Artificial intelligence and machine learning started much earlier, but in recent times, with the help of power computing and the availability of data, the implementation of models has shown better results. One important part of the performance of a model in machine learning is the data. There are many ways of **retrieving and cleaning the data**, and we can also see the relationship between the features in the data by plotting, **exploratory data analysis**. Also, we need to process it before it is used to train a model, **feature engineering**. After processing the data and before training a model with it, one can raise hypotheses about the relationship between features of the data and test them; this is called **statistical hypothesis testing**. 



* **A brief History of Modern AI and its applications:** quick introduction to AI and Machine Learning and a brief history of the modern AI. We will also explore some of the current applications of AI and Machine Learning.

* **Retrieving and cleaning Data:** retrieve data from different sources, how to clean it to ensure its quality

* **Exploratory data analysis and Feature Engineering:** exploratory analysis to visually confirm it is ready for machine learning modeling by feature engineering and transformations.

→ **Material provided**:
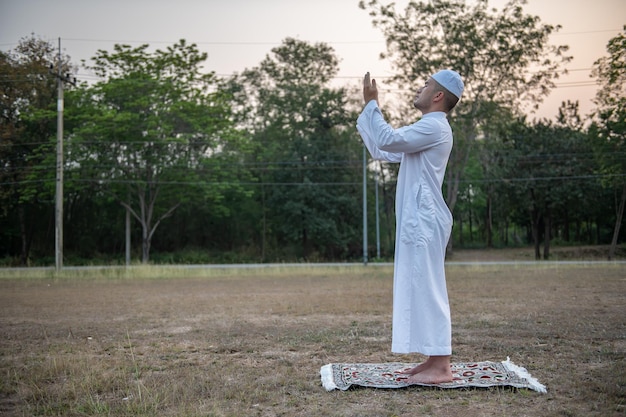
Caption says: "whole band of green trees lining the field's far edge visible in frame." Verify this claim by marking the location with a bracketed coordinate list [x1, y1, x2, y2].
[0, 22, 626, 266]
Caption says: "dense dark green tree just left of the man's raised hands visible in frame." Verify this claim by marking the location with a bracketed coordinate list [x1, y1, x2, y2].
[228, 38, 361, 259]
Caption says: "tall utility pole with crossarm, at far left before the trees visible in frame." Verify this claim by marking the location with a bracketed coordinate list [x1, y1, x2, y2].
[50, 38, 76, 272]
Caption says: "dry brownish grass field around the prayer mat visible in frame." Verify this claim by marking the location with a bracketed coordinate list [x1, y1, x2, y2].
[0, 264, 626, 417]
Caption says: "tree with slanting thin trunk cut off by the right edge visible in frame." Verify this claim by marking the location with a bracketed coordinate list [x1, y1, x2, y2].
[590, 26, 626, 259]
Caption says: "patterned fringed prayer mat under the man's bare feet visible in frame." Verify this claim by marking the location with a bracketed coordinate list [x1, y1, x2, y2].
[320, 358, 546, 393]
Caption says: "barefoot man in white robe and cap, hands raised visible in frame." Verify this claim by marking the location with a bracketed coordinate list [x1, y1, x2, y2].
[357, 70, 464, 384]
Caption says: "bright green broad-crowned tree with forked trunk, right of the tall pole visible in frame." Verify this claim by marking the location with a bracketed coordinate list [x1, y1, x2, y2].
[69, 40, 238, 263]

→ **Things to do**:
1. Answer these from the passage on machine learning data:
(a) What two things have recently helped models show better results?
(b) What is the name for raising hypotheses about relationships between features and then testing them?
(c) In the bulleted list, what is exploratory analysis meant to visually confirm?
2. Extend the passage on machine learning data beyond its final bullet point.

→ **Answers in order**:
1.
(a) Power computing and the availability of data.
(b) Statistical hypothesis testing.
(c) That the data is ready for machine learning modeling.

2.
* **Inferential statistics and Hypothesis testing:** useful definitions and simple examples that will help you get started creating hypothesis around your business problem and how to test them



### Project: Water Quality



Access to safe drinking-water is essential to health, a basic human right and a component of effective policy for health protection. This is important as a health and development issue at a national, regional and local level. In some regions, it has been shown that investments in water supply and sanitation can yield a net economic benefit, since the reductions in adverse health effects and health care costs outweigh the costs of undertaking the interventions.

[The water_potability.csv file contains water quality metrics for 3276 different water bodies.](https://www.kaggle.com/datasets/adityakadiwal/water-potability)



**Hypothesis**:

* Null hypothesis (H0): There is no difference in the mean of a numerical variable (for example, pH, hardness, TDS, etc.) between drinking water and non-potable water.

* Alternative hypothesis (H1): There is a difference in the mean of the numerical variable between drinking water and non-drinking water.



**Conclusion**: Based on the p-value results, the key factors affecting water potability are:



1. **H**: Critical for maintaining water safety.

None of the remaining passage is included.